Rewrite all of the items below, changing each occurrence of "Reviewer note" to "Annotator note" and leaving everything else as it stands.

ROWS:
■ ■ ■ ■ ■ ■ ■
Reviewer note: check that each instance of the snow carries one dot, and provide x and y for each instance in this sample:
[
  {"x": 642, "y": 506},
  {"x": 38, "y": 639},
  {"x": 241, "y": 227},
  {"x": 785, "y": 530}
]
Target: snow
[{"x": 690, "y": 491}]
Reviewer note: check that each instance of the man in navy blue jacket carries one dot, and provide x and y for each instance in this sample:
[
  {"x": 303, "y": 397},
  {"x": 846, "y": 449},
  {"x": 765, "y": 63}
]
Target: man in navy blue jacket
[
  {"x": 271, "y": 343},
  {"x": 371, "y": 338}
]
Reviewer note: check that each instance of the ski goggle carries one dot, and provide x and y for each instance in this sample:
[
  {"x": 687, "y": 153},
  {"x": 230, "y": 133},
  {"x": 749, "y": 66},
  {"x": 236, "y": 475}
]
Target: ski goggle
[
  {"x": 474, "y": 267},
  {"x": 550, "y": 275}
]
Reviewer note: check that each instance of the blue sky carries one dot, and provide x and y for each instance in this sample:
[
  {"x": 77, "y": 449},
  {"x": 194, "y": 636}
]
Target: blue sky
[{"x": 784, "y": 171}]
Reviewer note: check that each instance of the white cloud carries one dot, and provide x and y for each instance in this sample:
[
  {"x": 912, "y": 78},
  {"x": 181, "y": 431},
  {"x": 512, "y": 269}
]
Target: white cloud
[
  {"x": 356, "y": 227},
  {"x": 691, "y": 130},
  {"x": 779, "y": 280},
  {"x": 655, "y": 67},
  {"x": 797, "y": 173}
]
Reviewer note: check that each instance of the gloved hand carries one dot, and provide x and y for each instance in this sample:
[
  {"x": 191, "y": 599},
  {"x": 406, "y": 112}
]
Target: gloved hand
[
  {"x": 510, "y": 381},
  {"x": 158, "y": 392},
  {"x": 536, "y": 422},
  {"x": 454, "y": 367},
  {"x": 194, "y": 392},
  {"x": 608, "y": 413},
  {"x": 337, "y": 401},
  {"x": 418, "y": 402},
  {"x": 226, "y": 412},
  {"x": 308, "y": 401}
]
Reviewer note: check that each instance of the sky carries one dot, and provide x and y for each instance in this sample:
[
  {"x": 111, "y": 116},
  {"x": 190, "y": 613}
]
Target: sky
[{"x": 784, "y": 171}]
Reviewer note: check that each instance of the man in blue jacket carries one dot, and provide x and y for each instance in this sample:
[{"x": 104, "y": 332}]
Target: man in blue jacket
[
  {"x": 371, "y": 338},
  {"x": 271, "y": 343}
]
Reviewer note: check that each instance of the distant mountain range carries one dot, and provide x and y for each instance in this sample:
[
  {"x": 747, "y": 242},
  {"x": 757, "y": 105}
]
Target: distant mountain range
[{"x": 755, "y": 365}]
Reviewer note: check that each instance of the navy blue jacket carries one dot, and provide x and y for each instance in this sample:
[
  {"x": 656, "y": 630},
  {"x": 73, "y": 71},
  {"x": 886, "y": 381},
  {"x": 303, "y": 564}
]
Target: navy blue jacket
■ ■ ■ ■ ■ ■ ■
THE ANSWER:
Annotator note: check that each instance of the snow carries one dot, and provide x and y for each instance in this sample:
[
  {"x": 642, "y": 506},
  {"x": 38, "y": 639},
  {"x": 241, "y": 227},
  {"x": 785, "y": 530}
]
Target: snow
[{"x": 690, "y": 491}]
Annotator note: check that each instance of the man in navy blue jacket carries one dot, and provide x and y for each instance in this sample:
[
  {"x": 303, "y": 397},
  {"x": 846, "y": 449},
  {"x": 765, "y": 63}
]
Target: man in navy blue jacket
[
  {"x": 271, "y": 343},
  {"x": 371, "y": 338}
]
Annotator note: check that each instance of the ski goggle carries one dot, and provide x and y for each instance in this sample:
[
  {"x": 687, "y": 153},
  {"x": 230, "y": 133},
  {"x": 749, "y": 66},
  {"x": 236, "y": 475}
]
Target: ski goggle
[
  {"x": 474, "y": 267},
  {"x": 550, "y": 275}
]
Annotator note: check that each instance of the blue sky carries one dot, and provide x and y for each instance in this sample:
[
  {"x": 77, "y": 449},
  {"x": 194, "y": 636}
]
Target: blue sky
[{"x": 784, "y": 171}]
Annotator note: check that each instance of the white cloud carries one dot, and provide x and y for each instance in this sample:
[
  {"x": 912, "y": 78},
  {"x": 181, "y": 431},
  {"x": 512, "y": 269}
]
Target: white cloud
[
  {"x": 356, "y": 227},
  {"x": 691, "y": 130},
  {"x": 779, "y": 280},
  {"x": 655, "y": 67},
  {"x": 797, "y": 173}
]
Annotator note: check that each instance of the gloved hand carries one dot, and provide x and y for each instance in this sample:
[
  {"x": 191, "y": 599},
  {"x": 406, "y": 112}
]
Target: gloved hand
[
  {"x": 510, "y": 381},
  {"x": 158, "y": 392},
  {"x": 536, "y": 422},
  {"x": 454, "y": 367},
  {"x": 194, "y": 392},
  {"x": 608, "y": 413},
  {"x": 337, "y": 401},
  {"x": 418, "y": 402},
  {"x": 226, "y": 412},
  {"x": 308, "y": 401}
]
Annotator note: check that each instance of the sky carries one dot, and provide x and y for each instance in this sample:
[
  {"x": 111, "y": 116},
  {"x": 190, "y": 613}
]
Target: sky
[{"x": 784, "y": 171}]
Annotator note: check that each instance of the man in blue jacket carries one dot, and provide x and y for each instance in this sample:
[{"x": 104, "y": 332}]
Target: man in blue jacket
[
  {"x": 371, "y": 338},
  {"x": 271, "y": 343}
]
Annotator note: check that each instance of the distant mountain range carries one dot, and provide x and y for each instance in this sample:
[
  {"x": 747, "y": 242},
  {"x": 757, "y": 105}
]
Target: distant mountain range
[{"x": 755, "y": 365}]
Annotator note: check that each instance of the navy blue jacket carries one dot, and provide x and y for each instance in this sample:
[
  {"x": 656, "y": 630},
  {"x": 73, "y": 71},
  {"x": 886, "y": 381},
  {"x": 303, "y": 564}
]
Target: navy blue jacket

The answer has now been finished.